>> Begin READING PASSAGE
International Forum of Independent Audit Regulators
- Formation: September 2006
- Type: International organization
- Legal status: General Incorporated Association
- Headquarters: Tokyo, Japan
- Members: 56 jurisdictions
- Chair: Takashi Nagaoka (Secretary General of Certified Public Accountants and Auditing Oversight Board (CPAAOB) and Deputy Commissioner for International Affairs at Japan's Financial Services Agency (JFSA))
- Vice Chair: Kevin Prendergast (Chief Executive of the Irish Auditing & Accounting Supervisory Authority (IAASA))
- Website: https://www.ifiar.org/

= International Forum of Independent Audit Regulators =

The International Forum of Independent Audit Regulators (IFIAR) is a global member organization comprising independent audit regulators from 56 jurisdictions.

IFIAR was established in Paris in 2006. Its members are audit regulators and supervisors from the continents of Africa, Asia, Europe, North and South America and Oceania.

== Activities ==
IFIAR holds a Plenary meeting annually to discuss broad issues related to audit quality matters.
>> End READING PASSAGE
• **WORK TO BE COMPLETED**: According to the page on the audit regulators' forum, why does IFIAR hold a Plenary meeting each year? Answer in one or two sentences.
>> Begin EXTRACTED RECORDS
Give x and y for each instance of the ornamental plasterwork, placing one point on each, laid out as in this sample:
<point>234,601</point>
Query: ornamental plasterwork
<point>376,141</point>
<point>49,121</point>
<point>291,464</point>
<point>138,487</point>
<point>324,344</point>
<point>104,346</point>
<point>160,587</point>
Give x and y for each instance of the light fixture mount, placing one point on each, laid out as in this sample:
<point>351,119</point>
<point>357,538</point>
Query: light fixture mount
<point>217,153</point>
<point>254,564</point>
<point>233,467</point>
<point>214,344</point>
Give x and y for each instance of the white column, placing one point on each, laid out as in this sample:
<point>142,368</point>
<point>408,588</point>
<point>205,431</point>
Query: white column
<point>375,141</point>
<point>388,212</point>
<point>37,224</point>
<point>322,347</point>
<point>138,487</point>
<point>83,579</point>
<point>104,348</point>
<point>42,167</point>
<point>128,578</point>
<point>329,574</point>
>> End EXTRACTED RECORDS
• **FINAL RESULT**: IFIAR holds its Plenary meeting every year to discuss broad issues related to audit quality matters.